((

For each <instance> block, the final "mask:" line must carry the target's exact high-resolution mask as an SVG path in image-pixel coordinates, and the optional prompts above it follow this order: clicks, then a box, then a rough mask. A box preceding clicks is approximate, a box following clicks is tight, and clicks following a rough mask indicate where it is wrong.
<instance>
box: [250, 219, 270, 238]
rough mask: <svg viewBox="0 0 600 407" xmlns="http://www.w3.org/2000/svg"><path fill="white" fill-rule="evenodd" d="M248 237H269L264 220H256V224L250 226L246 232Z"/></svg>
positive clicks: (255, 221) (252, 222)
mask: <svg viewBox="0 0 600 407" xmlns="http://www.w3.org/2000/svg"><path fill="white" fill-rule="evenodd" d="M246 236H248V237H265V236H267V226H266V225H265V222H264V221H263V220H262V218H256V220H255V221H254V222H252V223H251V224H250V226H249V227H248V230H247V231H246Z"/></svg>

))

YOUR INSTRUCTIONS
Considering the records line by line, how many lines hold the string "instance"? Say only the number.

ANSWER SECTION
2